◆ TESTO DA LEGGERE
▬▬▬

Insomma nel testo approdato in Commissione al Senato, e prossimo alla discussione in aula, restano alcuni punti che se trascurati, o peggio ancora ignorati, potrebbero rappresentare uno scoglio insuperabile proprio per le piccole imprese editoriali che si volevano tutelare. A partire da una delega veramente molto ampia al governo per stabilire la ripartizione dei fondi tra le varie imprese, e all’adozione di parametri troppo rigidi a fronte delle attuali condizioni potrebbero alla fine rendere iniqua (se non inutile) l’intera riforma per la maggioranza delle imprese editrici.
Senatore, il primo punto è senza dubbio quello della indeterminatezza delle risorse. Secondo lei, per garantire il pluralismo dell’informazione e l’imparzialità della stessa, non sarebbe meglio evitare che le piccole imprese editoriali restino anno dopo anno nell’incertezza del futuro (con le relative difficoltà di programmazione) a fronte della libertà lasciata al governo di turno di stabilire le risorse destinate al settore? Rivedere la delega al governo inserendo alcuni, pochi paletti chiari per l’esecutivo (ripetiamo qualsiasi sia l’esecutivo) è veramente impossibile? Del resto, e fortunatamente, sono ormai lontani i tempi nei quali si distribuivano i fondi per l’editoria a pioggia e senza alcun controllo. Fortunatamente aggiungiamo, perché il primo scopo della riforma doveva essere proprio quello di impedire ogni abuso… Oggi siamo arrivati ad un fondo di nemmeno 50 milioni di euro per una platea ridotta – per certi versi giustamente – all’osso. Premettendo ciò, legare i contributi all’editoria esclusivamente alle vendite e fissare un tetto non superiore al 50% dei ricavi (lasciando all’esecutivo attuale e a quelli futuri solo la possibilità di diminuirlo), senza distinguere tra giornali locali e nazionali, non significa penalizzare i giornali locali e delle minoranze rispetto alla stampa nazionale? In fondo il contributo è fondamentale per l’editoria più debole proprio perché locale e dunque insita su bacini limitati come potenziale utenza…
“Ritengo condivisibile l’istituzione del Fondo unico, per rendere certo finalmente il sostegno pubblico spettante all’editoria nei tempi e nelle modalità di erogazione, oltre che nell’ammontare. Ma proprio qui secondo me risiede il problema: i criteri di ripartizione di tale fondo dovrebbero assicurare davvero la massima trasparenza nell’utilizzo delle risorse pubbliche, ma non mi sembra si stia andando in questa direzione. Ritengo che la certezza delle risorse sia fondamentale in particolare per tutelare e garantire la sopravvivenza degli editori locali che rappresentano una garanzia di informazione e pluralismo democratico sui territori, dove invece risultano assenti le grandi testate nazionali che sono mosse esclusivamente da ragioni di investimento e ritorno economico. A mio avviso l’introduzione, all’articolo 2, comma 2, lettera e), punto 2), di una graduazione del contributo in funzione del numero di copie annue vendute, non inferiore al 30 per cento delle copie distribuite per la vendita, potrebbe avere effetti dannosi ed estendere la situazione di crisi anche ad altre testate, le più deboli e penalizzate appunto, come quelle locali”.

▬▬▬

Voci della raccolta:

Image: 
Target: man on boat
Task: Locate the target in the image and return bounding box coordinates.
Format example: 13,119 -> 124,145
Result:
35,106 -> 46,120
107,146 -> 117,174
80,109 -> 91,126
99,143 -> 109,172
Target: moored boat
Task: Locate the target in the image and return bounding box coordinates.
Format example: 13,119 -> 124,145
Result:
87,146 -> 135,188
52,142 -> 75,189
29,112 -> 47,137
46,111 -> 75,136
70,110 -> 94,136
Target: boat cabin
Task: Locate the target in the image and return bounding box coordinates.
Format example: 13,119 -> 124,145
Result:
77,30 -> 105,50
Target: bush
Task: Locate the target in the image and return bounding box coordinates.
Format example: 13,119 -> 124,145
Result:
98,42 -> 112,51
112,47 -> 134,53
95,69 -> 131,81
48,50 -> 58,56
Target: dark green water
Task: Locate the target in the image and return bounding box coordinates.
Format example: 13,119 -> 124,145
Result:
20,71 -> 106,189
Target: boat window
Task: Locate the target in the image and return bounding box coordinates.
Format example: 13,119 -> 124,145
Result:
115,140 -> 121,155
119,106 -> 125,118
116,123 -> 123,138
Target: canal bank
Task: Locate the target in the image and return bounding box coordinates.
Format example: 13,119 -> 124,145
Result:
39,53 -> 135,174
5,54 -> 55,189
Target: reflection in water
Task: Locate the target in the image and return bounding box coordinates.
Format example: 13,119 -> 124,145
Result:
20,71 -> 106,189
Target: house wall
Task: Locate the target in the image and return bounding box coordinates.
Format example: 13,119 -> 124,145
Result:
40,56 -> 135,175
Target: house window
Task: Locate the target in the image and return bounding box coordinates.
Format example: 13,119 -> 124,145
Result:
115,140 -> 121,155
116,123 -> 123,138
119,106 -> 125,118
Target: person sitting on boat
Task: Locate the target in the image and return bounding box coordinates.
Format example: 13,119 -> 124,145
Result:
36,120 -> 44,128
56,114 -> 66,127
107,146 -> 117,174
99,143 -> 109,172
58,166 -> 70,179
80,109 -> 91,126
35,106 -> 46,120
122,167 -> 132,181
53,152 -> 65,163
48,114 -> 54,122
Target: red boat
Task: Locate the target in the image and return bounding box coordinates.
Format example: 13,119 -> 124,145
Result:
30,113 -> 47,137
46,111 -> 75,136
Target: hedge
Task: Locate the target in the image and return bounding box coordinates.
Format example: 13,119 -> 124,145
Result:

▬▬▬

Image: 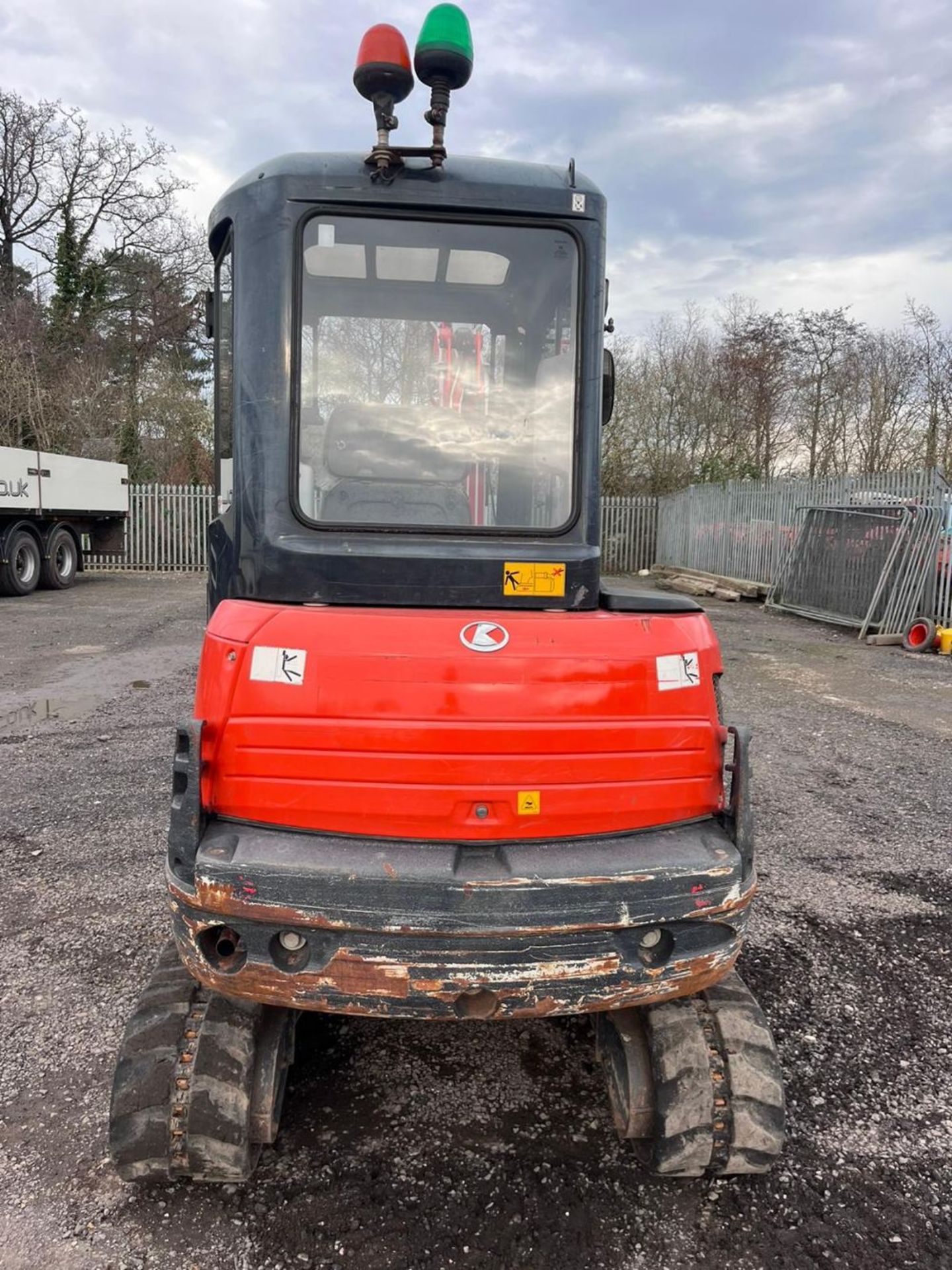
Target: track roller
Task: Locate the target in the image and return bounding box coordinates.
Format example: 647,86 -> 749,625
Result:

▬▬▬

◆ CONSEGNA 1
Elenca tutte le cifre espresse in euro o in percentuale presenti nel testo sulla riforma dell'editoria. Per ciascuna indica a che cosa si riferisce.
◆ CONSEGNA 2
Rispondi alle seguenti domande sul testo sulla riforma dell'editoria.
(a) In quale sede è approdato il testo della riforma?
(b) Quale istituzione il senatore ritiene condivisibile?
(c) Secondo il senatore, da che cosa sono mosse le grandi testate nazionali?
◆ CONSEGNA 3
Trascrivi senza modifiche la parte del testo sulla riforma dell'editoria che si apre con le parole contenenti "Insomma nel testo" e si chiude con "delle imprese editrici.".

◆ RISULTATO DELL'ESERCIZIO 1
- 50 milioni di euro: l'importo del fondo per l'editoria oggi ("nemmeno 50 milioni di euro")
- 50%: il tetto massimo dei contributi rispetto ai ricavi
- 30 per cento: la quota minima di copie annue vendute rispetto alle copie distribuite per la vendita

◆ RISULTATO DELL'ESERCIZIO 2
(a) In Commissione al Senato.
(b) L'istituzione del Fondo unico.
(c) Esclusivamente da ragioni di investimento e ritorno economico.

◆ RISULTATO DELL'ESERCIZIO 3
Insomma nel testo approdato in Commissione al Senato, e prossimo alla discussione in aula, restano alcuni punti che se trascurati, o peggio ancora ignorati, potrebbero rappresentare uno scoglio insuperabile proprio per le piccole imprese editoriali che si volevano tutelare. A partire da una delega veramente molto ampia al governo per stabilire la ripartizione dei fondi tra le varie imprese, e all’adozione di parametri troppo rigidi a fronte delle attuali condizioni potrebbero alla fine rendere iniqua (se non inutile) l’intera riforma per la maggioranza delle imprese editrici.